> _YOUR TASKS_:
(a) In the profile of Abe van den Ban, translate this sentence into Spanish: "He was known for his mustache during his football career."
(b) Based on the profile of Abe van den Ban, say whether each statement agrees with it, answering yes or no and quoting the deciding words: (i) He scored at least one league goal for AZ. (ii) He played korfball as a child. (iii) His father came from Breukelen.
(c) According to the profile of Abe van den Ban, how many league appearances did he make for HFC Haarlem?

Personal information
- Date of birth: 14 October 1946 (age 79)
- Place of birth: Zaanstad, Netherlands
- Position: Defender

Senior career*
- Years: Team / Apps / (Gls)
- 1965–1970: ZFC
- 1970–1972: AZ
- 1972–1976: FC Amsterdam
- 1976–1982: HFC Haarlem

= Abe van den Ban =

Dutch footballer (born 1946)

Abe van den Ban (born 14 October 1946) is a Dutch former footballer who last played as a defender for HFC Haarlem.

==Career==

He mainly operated as a defender and was described as "praised for his running ability". He started his career with Dutch side ZFC. In 1970, he signed for AZ. He made eleven league appearances and scored zero goals while playing for the club. He helped them achieve promotion. In 1972, he signed for FC Amsterdam. He made eighty-two league appearances and scored six goals while playing for the club. He helped them achieve fifth place in the league. He played in the UEFA Cup while playing for them.

In 1976, he signed for HFC Haarlem. He made 142 league appearances and scored two goals while playing for the club. He suffered relegation while playing for them. He then helped them achieve promotion. He was known for his mustache during his football career. After retiring from professional football, he worked as the owner of a hotel, cafe, restaurant, among other businesses.

==Personal life==

Van den Ban was born on 14 October 1946 in Zaanstad, Netherlands. He was born to a mother from Breukelen, the Netherlands and a father from Wateringen, the Netherlands. He played korfball as a child. He attended Noorderschool in the Netherlands. He is a native of North Holland, Netherlands. He has been married. He is the son of a milk inspector.

> _DATA RECORDS_:

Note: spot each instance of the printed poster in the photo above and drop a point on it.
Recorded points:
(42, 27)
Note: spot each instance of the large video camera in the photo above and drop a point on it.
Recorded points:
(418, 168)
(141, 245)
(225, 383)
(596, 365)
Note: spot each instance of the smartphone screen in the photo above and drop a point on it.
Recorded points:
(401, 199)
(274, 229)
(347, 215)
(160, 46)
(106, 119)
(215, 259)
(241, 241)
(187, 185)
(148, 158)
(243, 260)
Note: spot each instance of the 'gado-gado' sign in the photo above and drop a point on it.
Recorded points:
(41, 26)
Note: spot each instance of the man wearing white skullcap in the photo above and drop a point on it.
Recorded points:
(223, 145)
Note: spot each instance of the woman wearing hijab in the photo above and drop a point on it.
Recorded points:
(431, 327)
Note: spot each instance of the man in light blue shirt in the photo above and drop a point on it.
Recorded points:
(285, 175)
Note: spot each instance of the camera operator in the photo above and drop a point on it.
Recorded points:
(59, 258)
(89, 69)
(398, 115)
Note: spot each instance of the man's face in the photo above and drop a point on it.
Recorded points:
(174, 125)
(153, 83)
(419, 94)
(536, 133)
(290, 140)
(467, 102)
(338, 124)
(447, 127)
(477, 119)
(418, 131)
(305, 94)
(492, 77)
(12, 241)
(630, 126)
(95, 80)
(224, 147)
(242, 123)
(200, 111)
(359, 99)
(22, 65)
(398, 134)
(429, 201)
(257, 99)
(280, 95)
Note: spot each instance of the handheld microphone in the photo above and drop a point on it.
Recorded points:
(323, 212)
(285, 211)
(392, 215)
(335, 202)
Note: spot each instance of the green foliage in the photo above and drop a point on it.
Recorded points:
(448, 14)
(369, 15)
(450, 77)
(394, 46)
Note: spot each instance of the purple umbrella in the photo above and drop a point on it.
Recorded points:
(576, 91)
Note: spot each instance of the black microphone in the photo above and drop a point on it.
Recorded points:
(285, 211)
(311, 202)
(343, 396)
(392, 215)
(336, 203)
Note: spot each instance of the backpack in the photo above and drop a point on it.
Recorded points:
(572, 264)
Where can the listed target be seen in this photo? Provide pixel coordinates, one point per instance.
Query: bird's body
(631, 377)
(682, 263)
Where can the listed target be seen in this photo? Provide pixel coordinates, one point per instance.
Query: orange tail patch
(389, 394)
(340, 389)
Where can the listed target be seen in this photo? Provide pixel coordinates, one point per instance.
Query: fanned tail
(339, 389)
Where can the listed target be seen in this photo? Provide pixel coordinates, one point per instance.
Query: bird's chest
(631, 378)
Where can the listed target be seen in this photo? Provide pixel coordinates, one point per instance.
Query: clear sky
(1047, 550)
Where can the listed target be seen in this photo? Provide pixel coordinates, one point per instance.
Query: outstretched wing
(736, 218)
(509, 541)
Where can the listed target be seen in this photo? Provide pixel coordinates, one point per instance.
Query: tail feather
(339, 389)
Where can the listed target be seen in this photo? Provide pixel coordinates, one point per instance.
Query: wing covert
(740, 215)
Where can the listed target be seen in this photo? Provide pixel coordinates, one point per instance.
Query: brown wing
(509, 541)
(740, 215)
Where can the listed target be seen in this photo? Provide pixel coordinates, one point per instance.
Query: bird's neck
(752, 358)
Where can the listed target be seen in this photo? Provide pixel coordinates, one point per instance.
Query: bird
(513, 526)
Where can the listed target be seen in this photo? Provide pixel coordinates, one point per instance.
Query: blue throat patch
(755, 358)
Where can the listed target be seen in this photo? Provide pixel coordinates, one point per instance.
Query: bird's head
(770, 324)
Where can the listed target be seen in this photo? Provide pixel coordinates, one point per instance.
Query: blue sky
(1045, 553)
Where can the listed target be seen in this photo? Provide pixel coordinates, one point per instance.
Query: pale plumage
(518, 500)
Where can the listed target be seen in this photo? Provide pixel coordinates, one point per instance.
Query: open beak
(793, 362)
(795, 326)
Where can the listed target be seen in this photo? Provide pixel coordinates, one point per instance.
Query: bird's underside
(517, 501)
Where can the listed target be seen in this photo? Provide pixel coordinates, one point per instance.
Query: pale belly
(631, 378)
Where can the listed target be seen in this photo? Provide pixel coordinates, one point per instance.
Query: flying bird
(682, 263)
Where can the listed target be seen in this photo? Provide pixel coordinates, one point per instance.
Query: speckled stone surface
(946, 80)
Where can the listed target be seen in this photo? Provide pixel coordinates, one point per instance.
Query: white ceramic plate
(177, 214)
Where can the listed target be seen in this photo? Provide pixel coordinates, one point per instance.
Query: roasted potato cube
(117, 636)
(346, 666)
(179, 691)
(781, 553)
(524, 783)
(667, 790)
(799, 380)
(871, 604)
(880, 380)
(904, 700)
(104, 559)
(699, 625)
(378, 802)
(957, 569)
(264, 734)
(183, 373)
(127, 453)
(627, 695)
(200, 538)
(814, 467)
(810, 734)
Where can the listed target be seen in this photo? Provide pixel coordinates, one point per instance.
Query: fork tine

> _TASK ANSWERS_:
(a) Era conocido por su bigote durante su carrera futbolística.

(b)
(i) No: "He made eleven league appearances and scored zero goals while playing for the club."
(ii) Yes: "He played korfball as a child."
(iii) No: "a father from Wateringen, the Netherlands"

(c) 142 league appearances.